Sayfa Alıntısı.

Tahsin AkdumanTöreli Yazılar

MEHMET AKİF ERSOY ve ŞİİRİ

Tahsin Akduman

MEHMET AKİF ERSOY ve ŞİİRİ

Bolu Diyânet Gençlik Merkezi’nde Türkiye Yazarlar Birliği Bolu Şubesi tarafından organize edilen Töreli Türk Edebiyâtı Okumalarının 22.12.2023 tarihli saat 18.000 de başlayan “Mehmed Âkif ve Şiiri” konulu musahabesine katıldık.

Düzce Üniversitesi öğretim üyesi Doç. Dr. İsmail Alper Kumsar hocamızın geniş perspektifinden Mehmet Akif Ersoy’u değişik yönlerinden tanıma imkânı bulduk.

İstiklal Marşımızın yazarı, Osmanlı’nın son dönemi ve Cumhuriyet ilk yıllarına şahitlik etmiş, sıkıntı ve ıstırabını çekmiş ve yakın tarihimizin çok önemli bir şahsiyeti olan Mehmet Akif Ersoy hakkında yeni bilgiler edindik. Bu sohbet sayesinde yeni şeyler öğrendiğim gibi bildiğim birtakım şeyler için de yeni bir perspektif kazandım. Şüphesiz ki bunda konuşmacı hocamızın hem konuya hâkimiyeti hem de satır aralarında yaptığı yorumların önemli bir etkisi oldu. Uzun zamandır bir sohbetten bu denli haz aldığımı hatırlamıyorum. Hem hocamın kimi tespitlerini hem de birtakım şahsi düşüncelerimi kısaca aktarmak istiyorum.

Verilen Görev 1.
Aşağıdaki listede "If you could mark the green leafy" ifadesinin geçtiği satırdan başlayıp "(1103, 490)" ifadesinin geçtiği satıra kadar devam eden satırları aynen yazın. İki uçtaki satırlar da dahildir.

Veri Kayıtları.
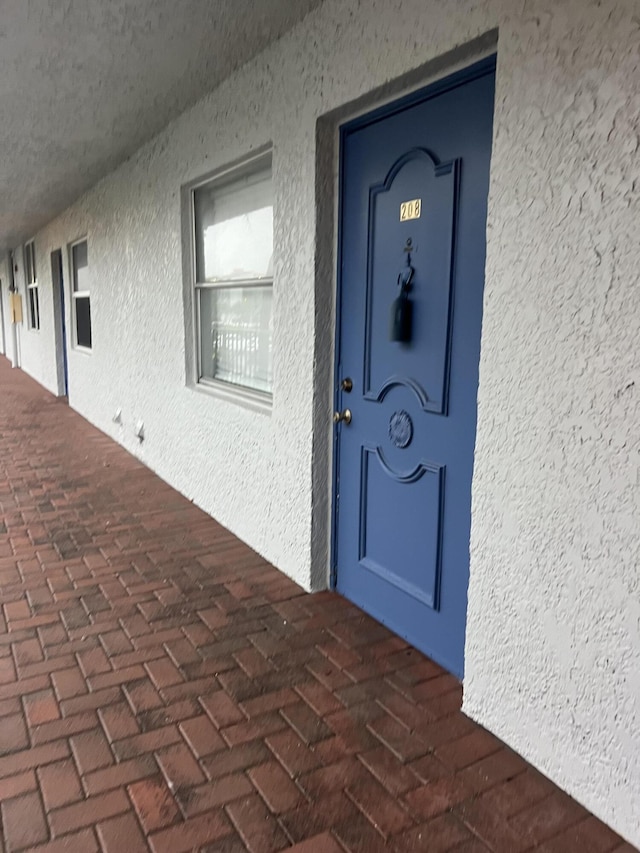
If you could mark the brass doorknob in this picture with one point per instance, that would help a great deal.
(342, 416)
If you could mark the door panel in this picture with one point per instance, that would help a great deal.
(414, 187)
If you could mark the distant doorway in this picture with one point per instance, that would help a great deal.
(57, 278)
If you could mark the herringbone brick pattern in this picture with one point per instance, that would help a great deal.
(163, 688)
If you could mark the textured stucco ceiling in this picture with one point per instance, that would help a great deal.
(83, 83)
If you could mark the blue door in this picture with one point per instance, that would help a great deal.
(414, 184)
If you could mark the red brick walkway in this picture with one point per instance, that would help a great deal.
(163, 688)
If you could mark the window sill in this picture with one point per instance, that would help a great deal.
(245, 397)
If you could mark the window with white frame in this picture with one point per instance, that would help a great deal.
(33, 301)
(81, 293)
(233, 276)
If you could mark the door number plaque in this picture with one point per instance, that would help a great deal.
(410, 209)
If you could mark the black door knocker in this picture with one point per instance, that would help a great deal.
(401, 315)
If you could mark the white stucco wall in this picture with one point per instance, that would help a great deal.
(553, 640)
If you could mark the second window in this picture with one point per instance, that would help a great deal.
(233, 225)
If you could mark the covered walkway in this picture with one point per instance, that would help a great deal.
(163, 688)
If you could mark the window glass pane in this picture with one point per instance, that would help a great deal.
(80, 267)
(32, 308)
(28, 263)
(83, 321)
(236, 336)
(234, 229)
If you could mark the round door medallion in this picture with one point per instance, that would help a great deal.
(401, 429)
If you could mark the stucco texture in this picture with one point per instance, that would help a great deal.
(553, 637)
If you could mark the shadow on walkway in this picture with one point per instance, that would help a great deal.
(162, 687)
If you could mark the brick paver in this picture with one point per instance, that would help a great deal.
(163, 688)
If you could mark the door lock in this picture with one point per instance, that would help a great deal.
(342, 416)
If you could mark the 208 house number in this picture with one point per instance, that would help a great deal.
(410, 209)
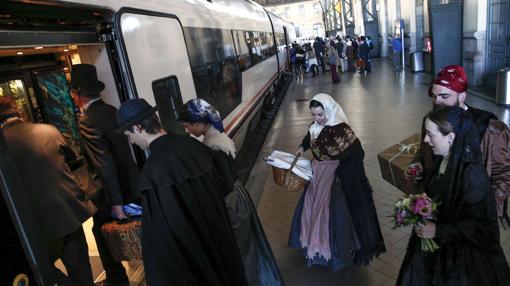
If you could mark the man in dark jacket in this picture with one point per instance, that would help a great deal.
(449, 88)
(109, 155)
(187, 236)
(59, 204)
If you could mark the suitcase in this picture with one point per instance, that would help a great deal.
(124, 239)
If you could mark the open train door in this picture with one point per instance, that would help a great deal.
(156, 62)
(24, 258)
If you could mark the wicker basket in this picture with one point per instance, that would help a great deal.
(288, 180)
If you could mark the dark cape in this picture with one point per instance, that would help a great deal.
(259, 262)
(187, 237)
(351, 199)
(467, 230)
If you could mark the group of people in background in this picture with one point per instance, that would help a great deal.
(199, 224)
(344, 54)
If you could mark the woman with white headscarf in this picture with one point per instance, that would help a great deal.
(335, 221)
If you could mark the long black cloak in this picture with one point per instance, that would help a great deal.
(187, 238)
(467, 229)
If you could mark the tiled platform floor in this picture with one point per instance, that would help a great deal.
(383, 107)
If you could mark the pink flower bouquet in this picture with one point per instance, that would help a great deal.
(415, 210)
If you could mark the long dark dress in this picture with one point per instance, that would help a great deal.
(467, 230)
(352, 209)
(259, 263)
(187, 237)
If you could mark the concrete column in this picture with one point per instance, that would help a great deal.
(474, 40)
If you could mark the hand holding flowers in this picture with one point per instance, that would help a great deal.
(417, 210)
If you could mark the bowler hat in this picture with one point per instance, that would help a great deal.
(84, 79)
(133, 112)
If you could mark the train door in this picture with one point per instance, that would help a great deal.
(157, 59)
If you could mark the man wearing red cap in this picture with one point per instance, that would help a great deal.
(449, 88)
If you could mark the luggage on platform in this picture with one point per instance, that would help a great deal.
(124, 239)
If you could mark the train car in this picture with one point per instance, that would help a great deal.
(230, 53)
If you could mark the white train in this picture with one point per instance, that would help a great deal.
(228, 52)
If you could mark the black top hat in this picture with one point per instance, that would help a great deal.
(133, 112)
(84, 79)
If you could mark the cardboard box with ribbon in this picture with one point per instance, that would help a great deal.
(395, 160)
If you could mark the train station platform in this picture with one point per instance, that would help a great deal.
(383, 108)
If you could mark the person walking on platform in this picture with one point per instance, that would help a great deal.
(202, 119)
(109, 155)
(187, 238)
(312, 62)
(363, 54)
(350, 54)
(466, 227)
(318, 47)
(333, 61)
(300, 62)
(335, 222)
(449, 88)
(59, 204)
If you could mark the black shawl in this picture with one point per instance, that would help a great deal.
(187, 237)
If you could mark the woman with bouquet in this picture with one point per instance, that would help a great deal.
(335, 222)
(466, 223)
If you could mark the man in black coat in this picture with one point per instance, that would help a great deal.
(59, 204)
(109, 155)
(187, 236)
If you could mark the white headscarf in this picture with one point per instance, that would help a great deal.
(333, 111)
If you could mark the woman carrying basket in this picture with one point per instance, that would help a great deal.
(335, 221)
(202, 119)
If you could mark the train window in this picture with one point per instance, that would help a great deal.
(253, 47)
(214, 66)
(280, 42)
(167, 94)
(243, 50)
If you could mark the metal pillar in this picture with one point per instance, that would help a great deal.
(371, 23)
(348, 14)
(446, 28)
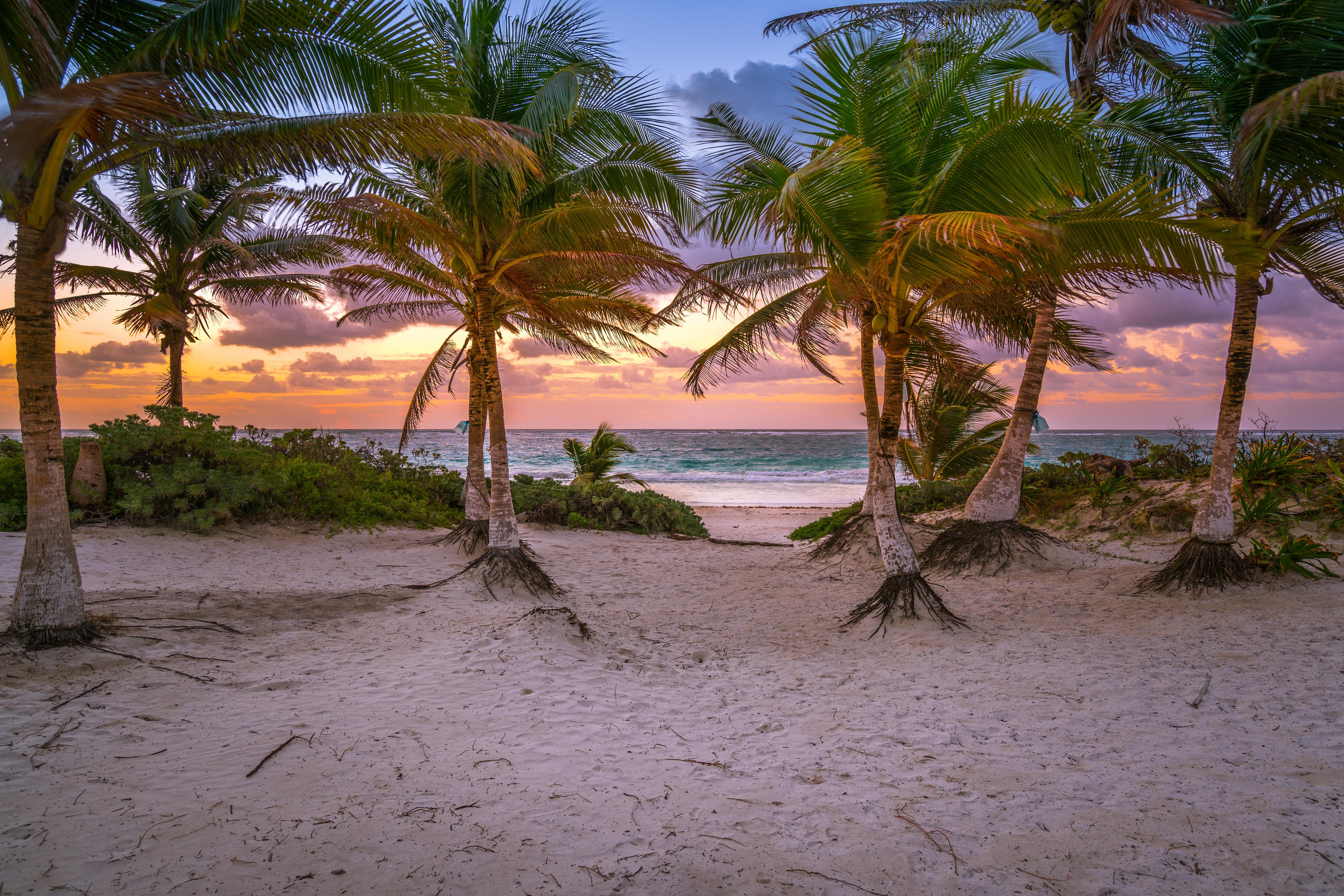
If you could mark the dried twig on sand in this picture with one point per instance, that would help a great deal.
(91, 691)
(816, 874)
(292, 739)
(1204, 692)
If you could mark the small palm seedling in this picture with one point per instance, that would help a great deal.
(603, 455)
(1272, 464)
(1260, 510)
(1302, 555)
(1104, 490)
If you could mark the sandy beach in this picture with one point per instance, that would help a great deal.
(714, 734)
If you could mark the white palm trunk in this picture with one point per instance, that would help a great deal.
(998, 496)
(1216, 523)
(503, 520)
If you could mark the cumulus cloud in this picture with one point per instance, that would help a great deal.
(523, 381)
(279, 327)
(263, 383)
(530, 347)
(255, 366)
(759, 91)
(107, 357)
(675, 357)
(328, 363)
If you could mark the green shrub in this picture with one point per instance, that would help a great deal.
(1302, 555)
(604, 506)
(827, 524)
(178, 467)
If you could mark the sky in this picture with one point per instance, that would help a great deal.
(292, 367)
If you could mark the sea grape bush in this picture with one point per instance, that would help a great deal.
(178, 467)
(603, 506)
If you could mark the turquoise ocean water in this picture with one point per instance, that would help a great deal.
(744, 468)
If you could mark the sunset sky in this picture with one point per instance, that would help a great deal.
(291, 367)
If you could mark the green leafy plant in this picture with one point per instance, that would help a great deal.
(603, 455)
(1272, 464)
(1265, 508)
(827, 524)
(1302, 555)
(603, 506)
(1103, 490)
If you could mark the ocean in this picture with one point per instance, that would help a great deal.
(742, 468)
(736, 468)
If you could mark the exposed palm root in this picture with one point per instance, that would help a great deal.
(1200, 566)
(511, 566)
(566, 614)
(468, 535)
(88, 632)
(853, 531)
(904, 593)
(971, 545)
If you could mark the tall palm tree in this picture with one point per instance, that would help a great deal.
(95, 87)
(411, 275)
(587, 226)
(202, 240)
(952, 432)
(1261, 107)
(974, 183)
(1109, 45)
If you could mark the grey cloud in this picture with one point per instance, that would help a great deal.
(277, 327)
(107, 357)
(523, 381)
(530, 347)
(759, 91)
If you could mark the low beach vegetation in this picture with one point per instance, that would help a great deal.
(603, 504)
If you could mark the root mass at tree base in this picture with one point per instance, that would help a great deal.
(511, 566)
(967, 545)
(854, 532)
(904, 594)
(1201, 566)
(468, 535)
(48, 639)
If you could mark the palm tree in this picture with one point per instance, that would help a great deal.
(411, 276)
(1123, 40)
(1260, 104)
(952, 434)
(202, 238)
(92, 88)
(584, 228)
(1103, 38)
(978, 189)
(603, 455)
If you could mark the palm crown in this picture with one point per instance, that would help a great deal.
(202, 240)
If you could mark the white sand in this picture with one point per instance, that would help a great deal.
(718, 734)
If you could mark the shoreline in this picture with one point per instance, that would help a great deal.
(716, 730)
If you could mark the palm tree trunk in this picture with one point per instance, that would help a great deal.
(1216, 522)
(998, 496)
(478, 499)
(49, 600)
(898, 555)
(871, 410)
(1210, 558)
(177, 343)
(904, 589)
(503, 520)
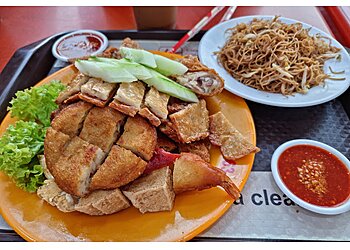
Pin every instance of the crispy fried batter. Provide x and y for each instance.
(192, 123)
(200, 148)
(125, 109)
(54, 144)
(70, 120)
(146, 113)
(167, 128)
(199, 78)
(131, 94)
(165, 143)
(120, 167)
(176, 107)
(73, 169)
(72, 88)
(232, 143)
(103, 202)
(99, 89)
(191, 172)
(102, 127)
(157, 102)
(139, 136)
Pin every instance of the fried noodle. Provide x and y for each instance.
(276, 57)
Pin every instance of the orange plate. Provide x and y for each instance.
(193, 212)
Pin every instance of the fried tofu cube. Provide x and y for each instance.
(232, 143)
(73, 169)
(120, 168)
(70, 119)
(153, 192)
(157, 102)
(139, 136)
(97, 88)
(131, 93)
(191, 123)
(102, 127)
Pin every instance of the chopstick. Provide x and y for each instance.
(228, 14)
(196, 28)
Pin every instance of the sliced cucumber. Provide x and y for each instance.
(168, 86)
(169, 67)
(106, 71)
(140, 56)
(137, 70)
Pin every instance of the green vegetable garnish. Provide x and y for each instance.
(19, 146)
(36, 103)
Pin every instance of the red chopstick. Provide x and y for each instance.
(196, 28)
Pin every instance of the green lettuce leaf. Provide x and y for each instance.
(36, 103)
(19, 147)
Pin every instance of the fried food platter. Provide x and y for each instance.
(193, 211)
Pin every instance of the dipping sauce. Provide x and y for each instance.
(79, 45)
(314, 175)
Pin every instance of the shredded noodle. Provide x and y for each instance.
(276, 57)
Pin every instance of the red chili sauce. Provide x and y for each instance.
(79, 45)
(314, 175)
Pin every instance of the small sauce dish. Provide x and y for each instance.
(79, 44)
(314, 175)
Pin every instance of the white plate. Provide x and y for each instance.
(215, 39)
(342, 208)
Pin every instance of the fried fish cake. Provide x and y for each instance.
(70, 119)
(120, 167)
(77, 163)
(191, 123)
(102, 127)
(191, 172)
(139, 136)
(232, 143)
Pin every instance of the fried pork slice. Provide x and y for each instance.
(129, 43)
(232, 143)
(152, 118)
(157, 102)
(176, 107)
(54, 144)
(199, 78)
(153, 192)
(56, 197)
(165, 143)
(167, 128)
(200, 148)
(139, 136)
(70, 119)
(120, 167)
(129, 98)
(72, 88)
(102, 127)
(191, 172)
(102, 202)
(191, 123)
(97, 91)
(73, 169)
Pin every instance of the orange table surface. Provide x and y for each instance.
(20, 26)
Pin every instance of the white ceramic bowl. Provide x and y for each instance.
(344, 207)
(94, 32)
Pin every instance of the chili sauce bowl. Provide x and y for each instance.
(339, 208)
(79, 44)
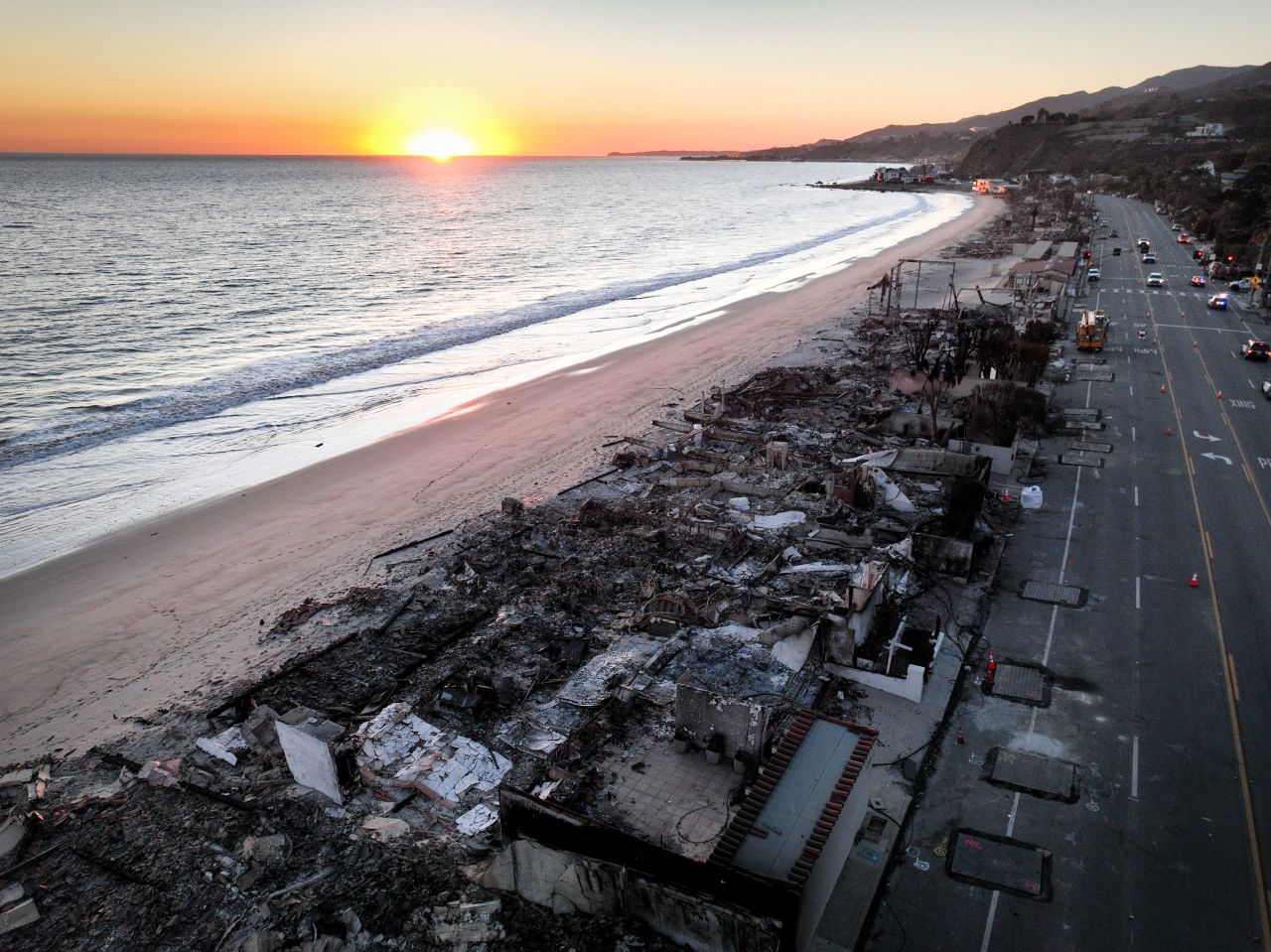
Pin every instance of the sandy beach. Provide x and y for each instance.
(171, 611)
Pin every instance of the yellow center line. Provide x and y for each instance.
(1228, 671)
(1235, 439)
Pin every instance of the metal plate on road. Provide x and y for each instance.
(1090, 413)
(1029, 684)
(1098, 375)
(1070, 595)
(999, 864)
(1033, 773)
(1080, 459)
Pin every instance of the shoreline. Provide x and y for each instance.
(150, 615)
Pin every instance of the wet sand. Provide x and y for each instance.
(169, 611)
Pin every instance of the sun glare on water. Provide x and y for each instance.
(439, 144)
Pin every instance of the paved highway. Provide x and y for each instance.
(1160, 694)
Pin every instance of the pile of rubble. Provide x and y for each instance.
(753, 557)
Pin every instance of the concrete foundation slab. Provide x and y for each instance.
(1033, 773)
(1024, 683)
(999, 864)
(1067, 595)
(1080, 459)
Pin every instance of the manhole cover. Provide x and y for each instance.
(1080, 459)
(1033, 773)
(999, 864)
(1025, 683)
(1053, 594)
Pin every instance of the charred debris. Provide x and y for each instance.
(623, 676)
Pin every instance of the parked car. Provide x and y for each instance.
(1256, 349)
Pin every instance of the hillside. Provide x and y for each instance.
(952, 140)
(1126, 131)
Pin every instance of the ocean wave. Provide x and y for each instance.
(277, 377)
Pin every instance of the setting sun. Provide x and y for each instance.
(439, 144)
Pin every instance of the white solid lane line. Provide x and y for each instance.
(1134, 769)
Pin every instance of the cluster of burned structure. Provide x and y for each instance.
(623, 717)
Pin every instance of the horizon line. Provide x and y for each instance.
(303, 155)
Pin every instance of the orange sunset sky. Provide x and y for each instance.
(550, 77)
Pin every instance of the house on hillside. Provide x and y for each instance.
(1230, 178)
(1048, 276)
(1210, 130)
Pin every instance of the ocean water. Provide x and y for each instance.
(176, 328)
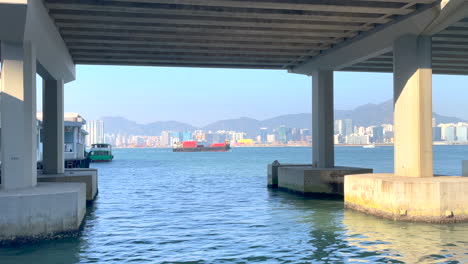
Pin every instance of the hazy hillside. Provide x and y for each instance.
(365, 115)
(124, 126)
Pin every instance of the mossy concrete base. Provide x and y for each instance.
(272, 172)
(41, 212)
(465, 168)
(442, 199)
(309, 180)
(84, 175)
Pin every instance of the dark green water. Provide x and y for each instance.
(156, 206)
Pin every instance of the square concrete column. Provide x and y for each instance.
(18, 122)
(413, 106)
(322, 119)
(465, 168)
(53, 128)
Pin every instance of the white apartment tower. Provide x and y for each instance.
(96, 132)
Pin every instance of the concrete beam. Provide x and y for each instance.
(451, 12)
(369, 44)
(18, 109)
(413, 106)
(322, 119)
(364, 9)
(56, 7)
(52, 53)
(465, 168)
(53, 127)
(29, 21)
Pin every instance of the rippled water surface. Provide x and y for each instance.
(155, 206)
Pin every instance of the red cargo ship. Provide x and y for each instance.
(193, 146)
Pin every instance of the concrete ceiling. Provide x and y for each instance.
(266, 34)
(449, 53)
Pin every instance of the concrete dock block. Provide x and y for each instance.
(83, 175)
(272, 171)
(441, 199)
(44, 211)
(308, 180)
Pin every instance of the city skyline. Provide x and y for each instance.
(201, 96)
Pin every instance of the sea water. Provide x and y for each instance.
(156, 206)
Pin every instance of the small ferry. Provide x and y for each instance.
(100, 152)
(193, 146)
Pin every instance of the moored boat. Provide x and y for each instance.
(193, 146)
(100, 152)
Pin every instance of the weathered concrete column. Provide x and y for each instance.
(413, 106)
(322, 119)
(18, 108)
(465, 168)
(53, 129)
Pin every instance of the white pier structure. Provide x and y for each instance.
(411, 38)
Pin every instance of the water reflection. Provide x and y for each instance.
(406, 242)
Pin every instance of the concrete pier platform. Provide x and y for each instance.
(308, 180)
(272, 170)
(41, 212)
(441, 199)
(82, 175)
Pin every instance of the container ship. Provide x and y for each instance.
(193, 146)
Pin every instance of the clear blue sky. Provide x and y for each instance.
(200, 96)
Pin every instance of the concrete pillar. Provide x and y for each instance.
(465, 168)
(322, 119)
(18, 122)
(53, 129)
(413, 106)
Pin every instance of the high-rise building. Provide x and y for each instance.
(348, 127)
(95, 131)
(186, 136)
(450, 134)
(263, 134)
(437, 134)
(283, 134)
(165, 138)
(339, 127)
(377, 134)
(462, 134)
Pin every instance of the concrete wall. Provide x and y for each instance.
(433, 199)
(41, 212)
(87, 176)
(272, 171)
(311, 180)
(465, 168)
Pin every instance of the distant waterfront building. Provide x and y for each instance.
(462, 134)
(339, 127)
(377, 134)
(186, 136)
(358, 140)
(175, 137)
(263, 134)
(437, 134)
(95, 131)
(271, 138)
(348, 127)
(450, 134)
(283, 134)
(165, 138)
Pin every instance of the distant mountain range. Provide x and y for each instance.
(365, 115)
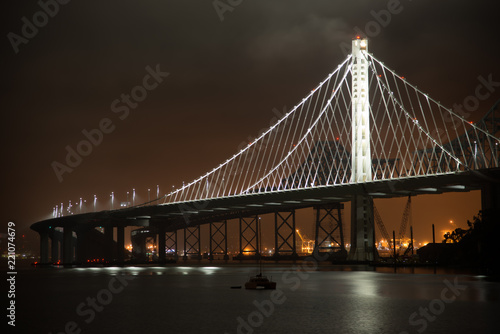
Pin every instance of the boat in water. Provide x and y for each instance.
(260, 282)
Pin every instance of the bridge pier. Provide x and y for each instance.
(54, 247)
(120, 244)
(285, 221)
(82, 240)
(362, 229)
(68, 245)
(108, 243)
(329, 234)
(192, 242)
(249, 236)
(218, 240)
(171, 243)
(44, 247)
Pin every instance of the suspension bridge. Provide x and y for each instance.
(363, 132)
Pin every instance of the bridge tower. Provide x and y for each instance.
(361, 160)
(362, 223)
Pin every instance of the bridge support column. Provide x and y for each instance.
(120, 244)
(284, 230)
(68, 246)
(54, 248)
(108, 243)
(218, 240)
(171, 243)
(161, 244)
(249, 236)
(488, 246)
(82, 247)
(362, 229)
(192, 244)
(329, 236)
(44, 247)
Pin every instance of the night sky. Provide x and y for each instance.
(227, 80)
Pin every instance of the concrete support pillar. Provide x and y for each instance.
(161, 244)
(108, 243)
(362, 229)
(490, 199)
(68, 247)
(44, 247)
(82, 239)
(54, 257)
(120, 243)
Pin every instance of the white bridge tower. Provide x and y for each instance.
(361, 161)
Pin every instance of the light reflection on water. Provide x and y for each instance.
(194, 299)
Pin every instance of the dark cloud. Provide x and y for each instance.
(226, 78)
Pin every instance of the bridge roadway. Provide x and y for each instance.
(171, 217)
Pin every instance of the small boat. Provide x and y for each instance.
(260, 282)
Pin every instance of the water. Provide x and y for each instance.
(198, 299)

Verilen Görev 2.
Mehmet Akif Ersoy yazısından "Düzce Üniversitesi öğretim" ile başlayıp "tanıma imkânı bulduk." ifadesine kadar süren kısmı hiç değiştirmeden verin.

Yazılı Çözüm 1.
If you could mark the green leafy plant in this picture with one point per instance, that would help a great deal.
(603, 455)
(1272, 464)
(1265, 508)
(827, 524)
(1302, 555)
(603, 506)
(1103, 490)

Yazılı Çözüm 2.
Düzce Üniversitesi öğretim üyesi Doç. Dr. İsmail Alper Kumsar hocamızın geniş perspektifinden Mehmet Akif Ersoy’u değişik yönlerinden tanıma imkânı bulduk.